*Task prompt*. Which lines in the records below hold the word "image"? Copy each of them.

** Opening Given entries block **

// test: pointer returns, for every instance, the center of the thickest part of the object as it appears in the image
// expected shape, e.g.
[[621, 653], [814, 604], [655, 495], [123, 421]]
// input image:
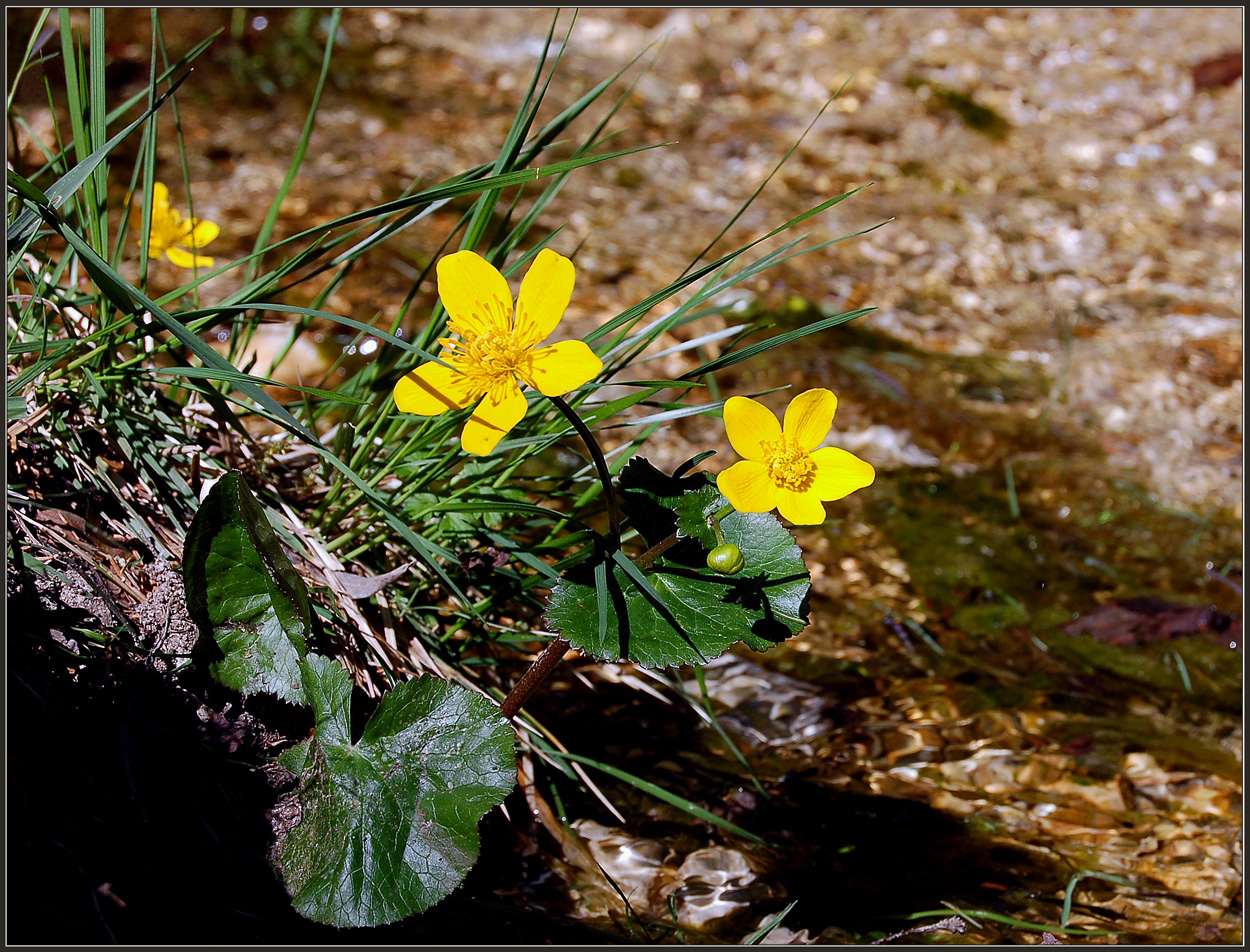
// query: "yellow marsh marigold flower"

** Closing Given entries block **

*Output for this task*.
// test: pointer returns, for every instance, the center of the thickest part of the object as it appears in the image
// input image:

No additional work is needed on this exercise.